Rewrite the records from the line containing "[locate] the white dinner" through the end of the records, replacing each occurrence of "Report coordinates" with "List coordinates" and leaving everything else unchanged.

Records from a point labeling set:
------------
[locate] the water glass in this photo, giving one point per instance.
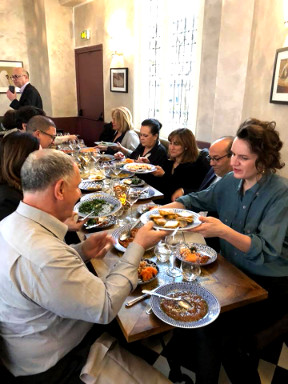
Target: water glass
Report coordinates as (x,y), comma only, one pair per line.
(132,197)
(190,272)
(172,241)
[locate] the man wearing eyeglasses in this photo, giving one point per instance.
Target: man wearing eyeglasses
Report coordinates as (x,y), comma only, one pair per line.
(43,128)
(219,157)
(29,94)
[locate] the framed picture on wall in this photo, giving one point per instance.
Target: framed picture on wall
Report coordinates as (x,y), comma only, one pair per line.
(6,68)
(279,88)
(119,80)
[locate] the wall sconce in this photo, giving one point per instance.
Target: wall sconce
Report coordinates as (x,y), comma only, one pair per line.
(117,53)
(285,12)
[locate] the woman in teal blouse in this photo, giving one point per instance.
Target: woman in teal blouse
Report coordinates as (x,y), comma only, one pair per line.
(252,206)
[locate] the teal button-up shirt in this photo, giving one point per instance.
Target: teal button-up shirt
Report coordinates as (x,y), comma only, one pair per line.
(261,213)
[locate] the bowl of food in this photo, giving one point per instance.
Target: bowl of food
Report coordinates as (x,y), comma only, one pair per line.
(98,205)
(147,271)
(171,218)
(196,253)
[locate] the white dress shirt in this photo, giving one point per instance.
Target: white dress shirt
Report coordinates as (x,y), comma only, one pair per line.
(48,298)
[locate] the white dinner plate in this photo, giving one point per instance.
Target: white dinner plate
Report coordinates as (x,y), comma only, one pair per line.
(212,301)
(111,205)
(146,217)
(105,143)
(201,248)
(139,168)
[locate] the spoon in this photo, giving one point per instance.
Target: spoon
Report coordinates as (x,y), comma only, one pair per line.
(89,214)
(127,234)
(182,302)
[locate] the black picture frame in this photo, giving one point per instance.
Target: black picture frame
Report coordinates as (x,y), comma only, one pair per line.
(6,67)
(119,80)
(279,87)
------------
**Worked answer**
[locate] the white dinner plate in this photo, giving one point per instance.
Target: white dinner plate
List coordinates as (x,y), comma only, one pair per line.
(212,301)
(111,205)
(146,217)
(105,143)
(201,248)
(139,168)
[locate] the spoon in this photo, giving one point per instance.
Target: spoon
List coordinates as (x,y), comma only, one pair per line.
(89,214)
(127,234)
(182,302)
[locate] the black picture frame in this photo, giving one point per instance.
Target: black picture frame
List coordinates as (x,y), comma only, one pair per line.
(6,67)
(119,80)
(279,87)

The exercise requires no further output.